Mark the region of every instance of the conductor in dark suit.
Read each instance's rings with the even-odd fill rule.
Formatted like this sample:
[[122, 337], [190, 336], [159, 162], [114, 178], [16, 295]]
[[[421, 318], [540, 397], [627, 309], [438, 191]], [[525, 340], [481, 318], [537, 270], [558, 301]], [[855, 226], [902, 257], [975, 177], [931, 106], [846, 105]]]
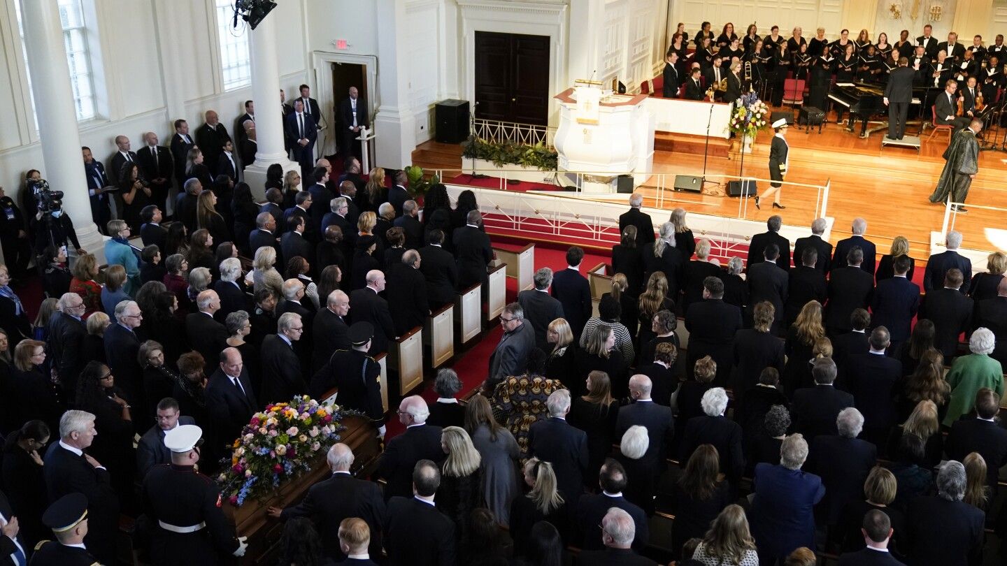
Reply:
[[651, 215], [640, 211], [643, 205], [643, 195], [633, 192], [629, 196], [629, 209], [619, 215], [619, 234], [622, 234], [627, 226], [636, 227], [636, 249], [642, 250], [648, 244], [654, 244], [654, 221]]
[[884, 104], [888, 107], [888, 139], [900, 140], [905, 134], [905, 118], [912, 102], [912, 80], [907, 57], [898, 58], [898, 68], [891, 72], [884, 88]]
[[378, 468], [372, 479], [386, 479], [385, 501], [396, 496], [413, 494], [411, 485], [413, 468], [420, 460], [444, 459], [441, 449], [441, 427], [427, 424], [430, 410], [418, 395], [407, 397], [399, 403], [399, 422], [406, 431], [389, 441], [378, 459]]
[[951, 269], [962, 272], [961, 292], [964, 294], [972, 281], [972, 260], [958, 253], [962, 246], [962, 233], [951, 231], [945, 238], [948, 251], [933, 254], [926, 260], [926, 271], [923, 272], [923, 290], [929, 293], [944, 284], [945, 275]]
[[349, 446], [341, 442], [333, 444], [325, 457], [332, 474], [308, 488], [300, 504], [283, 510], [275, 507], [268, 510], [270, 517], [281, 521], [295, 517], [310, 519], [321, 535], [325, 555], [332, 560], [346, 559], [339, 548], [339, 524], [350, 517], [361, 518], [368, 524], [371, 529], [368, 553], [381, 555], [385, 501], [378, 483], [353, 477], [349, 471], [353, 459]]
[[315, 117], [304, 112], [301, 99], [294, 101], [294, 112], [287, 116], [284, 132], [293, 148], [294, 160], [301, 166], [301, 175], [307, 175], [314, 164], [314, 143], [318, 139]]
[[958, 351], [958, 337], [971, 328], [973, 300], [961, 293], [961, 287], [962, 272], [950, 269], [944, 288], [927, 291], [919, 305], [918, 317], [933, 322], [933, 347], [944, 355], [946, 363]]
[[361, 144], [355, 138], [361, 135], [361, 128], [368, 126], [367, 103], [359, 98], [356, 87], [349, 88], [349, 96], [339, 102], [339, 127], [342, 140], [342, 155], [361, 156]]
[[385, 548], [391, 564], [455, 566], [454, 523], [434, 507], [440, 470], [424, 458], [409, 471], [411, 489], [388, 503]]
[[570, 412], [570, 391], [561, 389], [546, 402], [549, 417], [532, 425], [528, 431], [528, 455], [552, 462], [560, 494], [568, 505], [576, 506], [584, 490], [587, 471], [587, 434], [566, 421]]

---

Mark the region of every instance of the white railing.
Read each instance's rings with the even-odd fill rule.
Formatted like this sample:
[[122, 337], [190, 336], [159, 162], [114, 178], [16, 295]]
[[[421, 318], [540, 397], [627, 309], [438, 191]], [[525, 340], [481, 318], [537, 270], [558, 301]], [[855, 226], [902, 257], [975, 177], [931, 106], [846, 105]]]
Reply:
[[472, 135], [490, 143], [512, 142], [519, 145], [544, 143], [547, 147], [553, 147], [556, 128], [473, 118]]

* * *

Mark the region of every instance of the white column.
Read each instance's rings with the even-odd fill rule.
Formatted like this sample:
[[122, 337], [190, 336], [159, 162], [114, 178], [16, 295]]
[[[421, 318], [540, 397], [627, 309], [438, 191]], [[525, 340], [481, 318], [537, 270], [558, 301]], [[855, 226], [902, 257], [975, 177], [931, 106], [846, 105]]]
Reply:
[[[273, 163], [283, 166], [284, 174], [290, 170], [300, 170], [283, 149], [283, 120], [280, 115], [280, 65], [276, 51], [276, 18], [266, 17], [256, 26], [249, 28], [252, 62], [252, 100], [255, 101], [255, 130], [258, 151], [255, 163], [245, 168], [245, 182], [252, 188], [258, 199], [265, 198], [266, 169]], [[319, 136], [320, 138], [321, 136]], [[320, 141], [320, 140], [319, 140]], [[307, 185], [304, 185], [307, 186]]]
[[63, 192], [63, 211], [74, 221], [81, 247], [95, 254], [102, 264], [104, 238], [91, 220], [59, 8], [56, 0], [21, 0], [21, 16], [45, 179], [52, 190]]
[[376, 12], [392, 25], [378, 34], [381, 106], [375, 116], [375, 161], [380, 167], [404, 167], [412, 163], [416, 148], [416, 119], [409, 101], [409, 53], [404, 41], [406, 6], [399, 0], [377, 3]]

What the exercise asks:
Render the lines of the data from the one containing "Mark the region of every instance of the conductor" through the one containing "284], [945, 275]]", inclusive, as a JSON list of strings with one string per line and no blank lines. Leave the pictures out.

Finished answer:
[
  "Mark the region of every instance of the conductor in dark suit.",
  "Read each instance's rings with the even-odd fill rule.",
  "Formatted like this sample:",
  "[[122, 337], [190, 336], [159, 162], [114, 178], [16, 295]]",
  "[[[421, 318], [540, 397], [627, 309], [438, 191]], [[525, 340], [481, 318], [537, 270], [558, 301]], [[855, 226], [902, 257], [975, 177], [931, 106], [846, 105]]]",
  "Reply:",
  "[[651, 215], [640, 211], [643, 205], [643, 195], [633, 192], [629, 196], [629, 209], [619, 215], [619, 234], [622, 234], [627, 226], [636, 227], [636, 249], [642, 250], [648, 244], [654, 244], [654, 221]]",
  "[[884, 104], [888, 107], [888, 139], [900, 140], [905, 134], [905, 118], [912, 102], [912, 80], [907, 57], [898, 58], [898, 68], [891, 72], [884, 88]]",
  "[[378, 468], [372, 479], [386, 479], [385, 501], [396, 496], [413, 494], [411, 485], [413, 468], [420, 460], [444, 459], [441, 449], [441, 427], [427, 424], [430, 410], [418, 395], [407, 397], [399, 403], [399, 422], [406, 431], [389, 441], [378, 459]]",
  "[[951, 269], [962, 272], [961, 292], [964, 294], [972, 281], [972, 260], [958, 253], [962, 246], [962, 233], [951, 231], [945, 238], [948, 251], [933, 254], [926, 260], [926, 271], [923, 272], [923, 290], [929, 293], [944, 284], [945, 275]]"
]